PROVIDED PASSAGE:
◇ ◇ ◇ ◇

According to his vivid descriptions gnomes invariably have red pointy hats and wolves are always out to do mischief. As hard as I try, I always fail to see them. My thirty something year old eyes register only bushes, trees and the occasional piece of trash littered on a carpet of twigs and leaves.
What’s the difference between him and me?
He knows there are gnomes and other magical beings in the woods.
I however know there are no gnomes (and I also know that a park is not really the woods.)
That’s it. Simply knowing something tends to colour our perception of the world. It’s how we are conditioned by our experience of life. It’s how our society is wired. It’s sadly also how we raise our kids. We teach them to sing in tune, to colour within the lines.
Take something as simple and familiar as this logo. What do you see?
Most people will see the words Fed(eral) and Ex(press) written in solid purple and orange. It’s a good logo if you ask me. The name FedEx also has a nice ring to it.
But did you spot the hidden gnome? There’s one stuck right between the E and the x. It’s the place your not supposed to look because it’s outside the boundaries of the actual drawing. Yet, it is right there, under your nose. Artists call this territory ‘negative space’. I call it our ‘creative blind-spot’. It is a good place to hide gnomes. It is also were a lot of unexpected ideas are hidden.
When looking for creative solutions for impossible to solve problems this is usually the case. We simply know too much. Even if we don’t know how to solve a problem for sure, we usually know all things that aren’t going to work. Because they are too expensive, technically impossible or failed miserably before.
Hence we are unable to see things that are not supposed to be there. Unexpected ideas, waiting to be stumbled upon. But maybe, they might just be there. Waiting to be discovered.
Like a great new marketing concept or the cure for cancer. Or perhaps even actual gnomes.

◇ ◇ ◇ ◇

DATASET CONTENT:
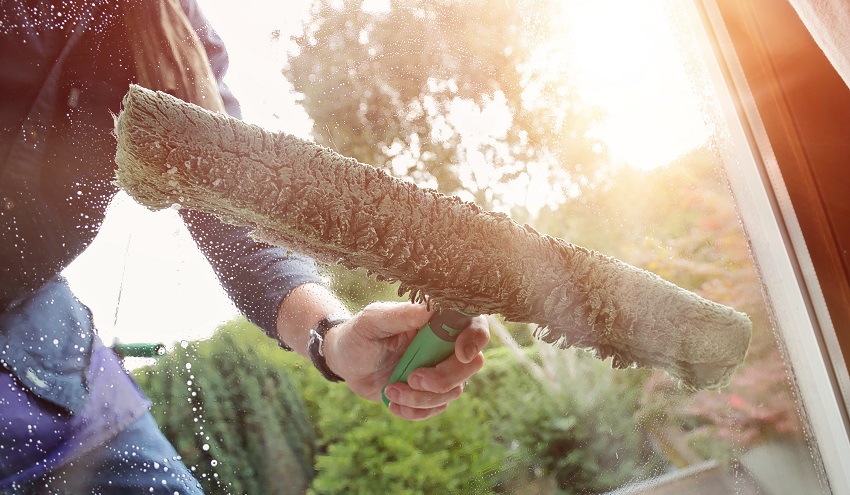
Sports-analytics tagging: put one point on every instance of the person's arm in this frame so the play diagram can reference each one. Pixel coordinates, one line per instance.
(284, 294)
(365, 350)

◇ ◇ ◇ ◇

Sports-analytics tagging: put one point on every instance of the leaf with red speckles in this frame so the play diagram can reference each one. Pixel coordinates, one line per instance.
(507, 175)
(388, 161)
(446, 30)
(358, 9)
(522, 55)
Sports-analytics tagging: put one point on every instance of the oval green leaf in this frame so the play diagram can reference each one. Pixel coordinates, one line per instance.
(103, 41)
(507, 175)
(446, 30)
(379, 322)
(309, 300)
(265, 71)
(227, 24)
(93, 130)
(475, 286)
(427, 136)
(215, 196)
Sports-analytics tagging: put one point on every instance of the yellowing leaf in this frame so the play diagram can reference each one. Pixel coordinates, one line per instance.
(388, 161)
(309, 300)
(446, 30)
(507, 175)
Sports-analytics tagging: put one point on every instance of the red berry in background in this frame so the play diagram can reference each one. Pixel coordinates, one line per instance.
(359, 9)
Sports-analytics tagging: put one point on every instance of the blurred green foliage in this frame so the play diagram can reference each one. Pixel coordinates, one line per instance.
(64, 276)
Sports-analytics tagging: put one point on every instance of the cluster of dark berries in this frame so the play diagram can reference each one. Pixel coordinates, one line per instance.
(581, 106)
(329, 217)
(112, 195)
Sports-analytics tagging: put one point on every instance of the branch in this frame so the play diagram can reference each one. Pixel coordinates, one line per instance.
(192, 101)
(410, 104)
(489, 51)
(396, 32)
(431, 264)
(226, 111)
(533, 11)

◇ ◇ ◇ ◇

TASK STATEMENT: Copy out the essay about gnomes and creative blind spots in full, word for word. The data above comes from a different source than the text.

RESULT OF THE EXERCISE:
According to his vivid descriptions gnomes invariably have red pointy hats and wolves are always out to do mischief. As hard as I try, I always fail to see them. My thirty something year old eyes register only bushes, trees and the occasional piece of trash littered on a carpet of twigs and leaves.
What’s the difference between him and me?
He knows there are gnomes and other magical beings in the woods.
I however know there are no gnomes (and I also know that a park is not really the woods.)
That’s it. Simply knowing something tends to colour our perception of the world. It’s how we are conditioned by our experience of life. It’s how our society is wired. It’s sadly also how we raise our kids. We teach them to sing in tune, to colour within the lines.
Take something as simple and familiar as this logo. What do you see?
Most people will see the words Fed(eral) and Ex(press) written in solid purple and orange. It’s a good logo if you ask me. The name FedEx also has a nice ring to it.
But did you spot the hidden gnome? There’s one stuck right between the E and the x. It’s the place your not supposed to look because it’s outside the boundaries of the actual drawing. Yet, it is right there, under your nose. Artists call this territory ‘negative space’. I call it our ‘creative blind-spot’. It is a good place to hide gnomes. It is also were a lot of unexpected ideas are hidden.
When looking for creative solutions for impossible to solve problems this is usually the case. We simply know too much. Even if we don’t know how to solve a problem for sure, we usually know all things that aren’t going to work. Because they are too expensive, technically impossible or failed miserably before.
Hence we are unable to see things that are not supposed to be there. Unexpected ideas, waiting to be stumbled upon. But maybe, they might just be there. Waiting to be discovered.
Like a great new marketing concept or the cure for cancer. Or perhaps even actual gnomes.